Could you return every record below without changing a word?

==== RECORDED DATA

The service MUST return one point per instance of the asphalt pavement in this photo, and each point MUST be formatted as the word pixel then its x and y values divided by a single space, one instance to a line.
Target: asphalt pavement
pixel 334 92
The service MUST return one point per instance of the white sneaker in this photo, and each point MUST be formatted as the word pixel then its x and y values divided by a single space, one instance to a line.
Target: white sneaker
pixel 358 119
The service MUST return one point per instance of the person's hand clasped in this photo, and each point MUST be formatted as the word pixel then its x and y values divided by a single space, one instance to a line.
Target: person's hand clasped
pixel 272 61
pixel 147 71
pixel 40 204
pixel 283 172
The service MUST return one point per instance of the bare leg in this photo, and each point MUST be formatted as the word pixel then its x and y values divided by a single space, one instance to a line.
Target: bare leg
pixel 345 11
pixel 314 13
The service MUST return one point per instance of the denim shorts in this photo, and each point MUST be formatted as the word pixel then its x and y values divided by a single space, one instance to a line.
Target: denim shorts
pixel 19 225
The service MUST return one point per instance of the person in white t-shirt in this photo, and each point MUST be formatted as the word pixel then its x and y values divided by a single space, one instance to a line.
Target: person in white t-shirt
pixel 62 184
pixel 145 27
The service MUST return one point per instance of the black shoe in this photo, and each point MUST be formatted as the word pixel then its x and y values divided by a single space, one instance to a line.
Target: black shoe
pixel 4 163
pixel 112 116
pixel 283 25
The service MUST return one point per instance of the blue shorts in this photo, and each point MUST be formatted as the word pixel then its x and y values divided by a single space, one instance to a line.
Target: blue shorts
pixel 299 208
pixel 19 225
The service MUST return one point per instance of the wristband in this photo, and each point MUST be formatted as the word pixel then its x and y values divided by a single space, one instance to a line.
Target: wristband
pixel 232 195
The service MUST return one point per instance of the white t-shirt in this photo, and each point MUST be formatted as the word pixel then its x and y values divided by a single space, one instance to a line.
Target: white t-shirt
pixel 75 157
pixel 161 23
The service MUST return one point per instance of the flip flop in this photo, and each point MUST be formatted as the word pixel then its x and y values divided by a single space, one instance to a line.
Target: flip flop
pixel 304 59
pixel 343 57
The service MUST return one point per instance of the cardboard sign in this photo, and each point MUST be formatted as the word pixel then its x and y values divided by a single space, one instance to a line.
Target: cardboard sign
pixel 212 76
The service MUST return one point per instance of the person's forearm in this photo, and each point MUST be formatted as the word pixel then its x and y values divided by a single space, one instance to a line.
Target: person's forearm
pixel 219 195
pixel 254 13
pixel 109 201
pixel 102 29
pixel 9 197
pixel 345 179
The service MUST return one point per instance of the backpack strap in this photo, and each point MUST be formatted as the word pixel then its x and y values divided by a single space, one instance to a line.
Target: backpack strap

========

:: EXERCISE RESULT ::
The service MUST return one point per instance of the asphalt pavement in this photo, and each point MUST be formatted as the word pixel then its x and y values divided by a single space, one instance to a line.
Target: asphalt pavement
pixel 334 92
The service MUST return one point per instance of the white sneaker in this photo, and each point MUST be formatted as the word pixel then its x and y values divided by a single space, one instance to a line.
Target: white sneaker
pixel 358 119
The service MUST return one point per instance of the person's hand clasped in this photo, and each point MUST be formatted as the word pixel then its x and y values divided by a single space, one instance to a line.
Target: person's hand clasped
pixel 272 61
pixel 147 71
pixel 40 204
pixel 283 172
The service MUST return one point per instance of the bare leg in this photo, and each point MUST be formatted as the word pixel then its x and y values divided by a single space, one instance to a line.
Target: bare leg
pixel 345 11
pixel 314 13
The service MUST return one point per instance of the denim shorts in this photo, and each point MUST be formatted as the word pixel then its x and y values divided by a single space, one instance to a line.
Target: denim shorts
pixel 19 225
The service MUST return one point per instance of the person in white t-shirt in this photo, and each point MUST be formatted as the word pixel then its x and y values divided by a single space, one instance to a line.
Target: person in white t-shirt
pixel 62 184
pixel 145 27
The service MUST return one point per instance of the black shoe in this photo, and each point MUST be formatted as the word pixel then its x and y values divided by a single space, one instance to a line.
Target: black shoe
pixel 4 163
pixel 112 116
pixel 283 25
The service MUST return one point per instance of the blue shorts in this photo, and each point MUST be formatted as the word pixel then its x and y values divided by a single space, one instance to a line.
Target: blue shorts
pixel 299 208
pixel 19 225
The service MUST return one point per instance of the wristband in this photo, and each point MUST be formatted as the word pixel then its x and y values divided by a single space, one instance to a line.
Target: wristband
pixel 232 195
The service MUST return one point per instance of the white t-shirt in this photo, and each point MUST be formatted as the word pixel then its x and y values divided by a single space, one instance to a line.
Target: white t-shirt
pixel 75 157
pixel 161 23
The service MUST return one point per instance of the flip flop in this photo, and each point MUST be formatted as the word pixel then its x and y values divided by a single space, one instance to a line.
Target: flip flop
pixel 304 59
pixel 343 57
The service MUST return one point per instance of the cardboard sign in this photo, and each point MUST be formatted as the word pixel then its x and y values divided by a single space, one instance to a line.
Target: cardboard sign
pixel 212 76
The service MUST return one point per instance of the person's forearm in this photo, and each point MUST be formatted as the word pixel then its x and y values divided by a single space, one instance to a line.
Target: person's forearm
pixel 219 195
pixel 254 13
pixel 109 201
pixel 102 29
pixel 9 197
pixel 345 179
The service MUST return one point per instance of the backpack strap in this photo, and each point MUST be formatted as the word pixel then its x and y values divided by a single space, one instance to a line.
Target: backpack strap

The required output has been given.